Brief:
Report every line in the entries below that contains the word "positive", copying each such line in full.

--- Information shown ---

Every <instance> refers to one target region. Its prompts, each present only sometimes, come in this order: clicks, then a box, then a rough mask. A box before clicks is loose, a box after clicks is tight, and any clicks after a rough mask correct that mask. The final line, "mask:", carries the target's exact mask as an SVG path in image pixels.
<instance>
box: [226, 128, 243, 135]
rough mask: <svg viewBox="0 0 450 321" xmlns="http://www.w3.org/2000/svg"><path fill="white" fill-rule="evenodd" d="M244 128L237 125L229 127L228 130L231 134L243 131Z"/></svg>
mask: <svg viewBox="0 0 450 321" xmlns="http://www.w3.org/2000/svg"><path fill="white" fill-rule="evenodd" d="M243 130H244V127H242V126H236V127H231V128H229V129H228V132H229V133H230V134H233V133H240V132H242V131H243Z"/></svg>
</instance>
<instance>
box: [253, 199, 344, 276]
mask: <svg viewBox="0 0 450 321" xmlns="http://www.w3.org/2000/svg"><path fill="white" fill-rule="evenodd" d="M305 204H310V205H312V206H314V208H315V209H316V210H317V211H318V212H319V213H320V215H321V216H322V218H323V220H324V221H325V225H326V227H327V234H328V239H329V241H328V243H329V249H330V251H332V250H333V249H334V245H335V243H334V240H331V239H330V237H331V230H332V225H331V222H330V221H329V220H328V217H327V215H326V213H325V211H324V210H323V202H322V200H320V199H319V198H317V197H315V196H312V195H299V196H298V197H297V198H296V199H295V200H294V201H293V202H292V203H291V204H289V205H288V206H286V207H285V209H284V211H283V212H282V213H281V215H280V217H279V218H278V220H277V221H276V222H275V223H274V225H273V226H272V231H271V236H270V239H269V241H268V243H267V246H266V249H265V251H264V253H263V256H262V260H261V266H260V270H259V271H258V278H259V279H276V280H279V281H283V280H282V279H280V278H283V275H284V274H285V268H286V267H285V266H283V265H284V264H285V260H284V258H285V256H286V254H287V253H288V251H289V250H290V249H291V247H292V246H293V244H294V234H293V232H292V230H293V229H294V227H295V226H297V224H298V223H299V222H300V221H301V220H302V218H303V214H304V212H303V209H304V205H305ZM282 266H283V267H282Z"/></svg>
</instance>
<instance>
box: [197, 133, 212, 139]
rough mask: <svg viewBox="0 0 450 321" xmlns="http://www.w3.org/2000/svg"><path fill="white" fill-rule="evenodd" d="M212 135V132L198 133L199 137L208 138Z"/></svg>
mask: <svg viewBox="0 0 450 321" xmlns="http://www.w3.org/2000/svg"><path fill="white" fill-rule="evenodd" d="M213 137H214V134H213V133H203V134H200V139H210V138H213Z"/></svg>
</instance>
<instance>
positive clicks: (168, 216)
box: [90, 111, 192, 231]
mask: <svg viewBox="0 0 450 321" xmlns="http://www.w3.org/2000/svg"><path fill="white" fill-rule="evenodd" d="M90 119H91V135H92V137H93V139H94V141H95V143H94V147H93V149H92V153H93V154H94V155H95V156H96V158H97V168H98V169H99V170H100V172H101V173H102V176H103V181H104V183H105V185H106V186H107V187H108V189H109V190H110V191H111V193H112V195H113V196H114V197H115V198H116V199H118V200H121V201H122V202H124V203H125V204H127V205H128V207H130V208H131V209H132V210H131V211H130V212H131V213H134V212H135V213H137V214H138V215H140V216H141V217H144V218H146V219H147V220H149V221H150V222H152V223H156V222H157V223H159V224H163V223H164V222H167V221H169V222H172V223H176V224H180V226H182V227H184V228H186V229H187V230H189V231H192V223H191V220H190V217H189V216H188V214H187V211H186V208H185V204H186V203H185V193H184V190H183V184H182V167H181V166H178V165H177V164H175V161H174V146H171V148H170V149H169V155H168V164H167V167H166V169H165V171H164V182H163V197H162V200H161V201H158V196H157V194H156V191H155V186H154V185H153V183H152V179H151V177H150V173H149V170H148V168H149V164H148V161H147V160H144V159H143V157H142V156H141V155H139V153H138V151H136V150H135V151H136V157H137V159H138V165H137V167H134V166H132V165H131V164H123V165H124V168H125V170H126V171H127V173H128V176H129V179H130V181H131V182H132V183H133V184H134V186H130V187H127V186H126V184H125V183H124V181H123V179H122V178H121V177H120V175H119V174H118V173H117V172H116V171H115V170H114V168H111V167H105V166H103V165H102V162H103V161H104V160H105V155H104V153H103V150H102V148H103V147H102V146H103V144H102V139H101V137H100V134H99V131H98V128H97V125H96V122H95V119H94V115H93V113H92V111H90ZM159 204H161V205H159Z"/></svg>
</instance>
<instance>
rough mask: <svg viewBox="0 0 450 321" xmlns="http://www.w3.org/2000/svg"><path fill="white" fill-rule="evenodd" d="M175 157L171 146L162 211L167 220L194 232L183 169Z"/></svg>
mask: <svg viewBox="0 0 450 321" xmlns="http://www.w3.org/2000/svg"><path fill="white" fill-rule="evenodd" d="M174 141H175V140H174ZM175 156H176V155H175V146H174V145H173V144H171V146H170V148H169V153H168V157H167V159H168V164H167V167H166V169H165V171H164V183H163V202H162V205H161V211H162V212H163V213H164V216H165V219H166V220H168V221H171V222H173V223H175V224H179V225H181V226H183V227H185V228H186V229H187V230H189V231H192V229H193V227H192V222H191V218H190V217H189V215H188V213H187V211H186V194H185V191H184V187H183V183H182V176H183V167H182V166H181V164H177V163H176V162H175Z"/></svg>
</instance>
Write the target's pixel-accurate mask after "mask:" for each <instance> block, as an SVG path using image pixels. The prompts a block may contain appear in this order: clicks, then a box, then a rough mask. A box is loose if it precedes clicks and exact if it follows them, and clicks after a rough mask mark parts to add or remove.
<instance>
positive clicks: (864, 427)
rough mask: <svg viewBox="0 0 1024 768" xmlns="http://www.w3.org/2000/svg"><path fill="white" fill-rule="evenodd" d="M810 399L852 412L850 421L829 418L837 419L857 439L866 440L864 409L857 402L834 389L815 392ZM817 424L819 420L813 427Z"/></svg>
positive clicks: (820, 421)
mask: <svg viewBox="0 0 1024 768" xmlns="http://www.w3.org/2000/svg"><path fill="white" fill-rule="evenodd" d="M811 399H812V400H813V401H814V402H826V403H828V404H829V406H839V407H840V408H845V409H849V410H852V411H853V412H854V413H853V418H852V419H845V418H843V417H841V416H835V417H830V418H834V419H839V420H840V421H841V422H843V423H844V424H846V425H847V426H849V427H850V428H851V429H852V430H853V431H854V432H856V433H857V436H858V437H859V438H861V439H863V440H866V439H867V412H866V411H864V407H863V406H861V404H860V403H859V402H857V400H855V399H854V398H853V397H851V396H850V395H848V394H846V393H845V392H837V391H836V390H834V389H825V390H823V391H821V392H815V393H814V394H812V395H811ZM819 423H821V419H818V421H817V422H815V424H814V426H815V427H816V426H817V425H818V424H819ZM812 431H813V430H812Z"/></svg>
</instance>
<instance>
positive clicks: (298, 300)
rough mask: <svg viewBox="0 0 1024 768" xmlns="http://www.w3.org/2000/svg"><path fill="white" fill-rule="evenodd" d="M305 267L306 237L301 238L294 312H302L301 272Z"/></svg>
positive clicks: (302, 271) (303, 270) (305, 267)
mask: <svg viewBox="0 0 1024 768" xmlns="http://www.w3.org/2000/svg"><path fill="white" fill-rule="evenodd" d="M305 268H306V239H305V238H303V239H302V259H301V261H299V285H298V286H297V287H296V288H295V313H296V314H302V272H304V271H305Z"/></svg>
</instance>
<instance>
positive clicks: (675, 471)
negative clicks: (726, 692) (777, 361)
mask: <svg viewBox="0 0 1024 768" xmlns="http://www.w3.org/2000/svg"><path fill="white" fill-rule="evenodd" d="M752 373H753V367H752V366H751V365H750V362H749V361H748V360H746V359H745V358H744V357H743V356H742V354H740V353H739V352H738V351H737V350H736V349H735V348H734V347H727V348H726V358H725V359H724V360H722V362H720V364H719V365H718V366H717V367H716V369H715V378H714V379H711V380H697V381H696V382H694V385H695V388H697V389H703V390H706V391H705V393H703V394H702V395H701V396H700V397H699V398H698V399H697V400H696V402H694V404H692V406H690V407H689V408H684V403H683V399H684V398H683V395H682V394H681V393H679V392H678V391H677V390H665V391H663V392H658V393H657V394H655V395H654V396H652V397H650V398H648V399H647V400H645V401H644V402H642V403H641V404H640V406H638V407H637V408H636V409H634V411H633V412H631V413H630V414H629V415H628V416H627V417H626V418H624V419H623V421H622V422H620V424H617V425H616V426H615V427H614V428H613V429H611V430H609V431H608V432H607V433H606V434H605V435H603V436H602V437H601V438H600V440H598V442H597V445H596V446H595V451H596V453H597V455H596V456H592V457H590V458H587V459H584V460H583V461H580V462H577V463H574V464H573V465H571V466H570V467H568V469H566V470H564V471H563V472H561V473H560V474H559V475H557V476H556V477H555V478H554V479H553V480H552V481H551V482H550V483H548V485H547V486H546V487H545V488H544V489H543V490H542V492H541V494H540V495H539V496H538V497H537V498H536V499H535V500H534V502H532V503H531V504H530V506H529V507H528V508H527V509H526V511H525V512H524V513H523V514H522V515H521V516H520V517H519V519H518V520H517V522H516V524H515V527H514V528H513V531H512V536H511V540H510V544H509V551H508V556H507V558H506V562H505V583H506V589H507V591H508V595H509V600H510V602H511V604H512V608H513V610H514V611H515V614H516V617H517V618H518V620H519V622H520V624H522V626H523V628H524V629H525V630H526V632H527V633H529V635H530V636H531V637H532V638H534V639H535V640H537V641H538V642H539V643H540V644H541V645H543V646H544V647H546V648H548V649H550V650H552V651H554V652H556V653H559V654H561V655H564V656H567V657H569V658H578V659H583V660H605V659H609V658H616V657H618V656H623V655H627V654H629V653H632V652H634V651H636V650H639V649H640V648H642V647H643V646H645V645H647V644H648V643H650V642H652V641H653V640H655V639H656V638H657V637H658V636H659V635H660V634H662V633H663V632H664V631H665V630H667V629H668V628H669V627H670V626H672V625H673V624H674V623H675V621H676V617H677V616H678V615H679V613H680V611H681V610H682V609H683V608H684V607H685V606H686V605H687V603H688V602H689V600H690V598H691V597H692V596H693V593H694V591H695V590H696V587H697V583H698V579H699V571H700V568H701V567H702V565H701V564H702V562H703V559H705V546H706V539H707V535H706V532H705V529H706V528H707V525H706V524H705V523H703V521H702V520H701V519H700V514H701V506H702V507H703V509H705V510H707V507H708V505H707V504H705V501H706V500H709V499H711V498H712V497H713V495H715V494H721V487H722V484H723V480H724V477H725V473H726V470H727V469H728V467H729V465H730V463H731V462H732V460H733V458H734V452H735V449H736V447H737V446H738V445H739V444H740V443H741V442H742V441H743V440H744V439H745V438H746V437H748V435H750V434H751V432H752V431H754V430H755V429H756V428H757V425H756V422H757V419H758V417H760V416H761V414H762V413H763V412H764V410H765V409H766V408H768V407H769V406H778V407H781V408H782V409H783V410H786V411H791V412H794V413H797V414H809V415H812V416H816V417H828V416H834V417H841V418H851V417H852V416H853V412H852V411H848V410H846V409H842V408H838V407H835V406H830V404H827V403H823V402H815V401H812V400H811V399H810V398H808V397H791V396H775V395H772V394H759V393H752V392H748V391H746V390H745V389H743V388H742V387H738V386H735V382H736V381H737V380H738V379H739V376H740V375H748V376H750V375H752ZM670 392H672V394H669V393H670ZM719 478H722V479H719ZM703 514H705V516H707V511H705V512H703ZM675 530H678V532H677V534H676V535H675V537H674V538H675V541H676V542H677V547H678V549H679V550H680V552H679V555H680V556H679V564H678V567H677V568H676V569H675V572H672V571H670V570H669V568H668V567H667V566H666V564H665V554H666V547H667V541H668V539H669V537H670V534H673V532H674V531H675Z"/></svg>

---

Task answer:
positive clicks: (168, 216)
positive clicks: (864, 427)
positive clicks: (820, 421)
positive clicks: (298, 300)
positive clicks: (302, 271) (303, 270) (305, 267)
positive clicks: (675, 471)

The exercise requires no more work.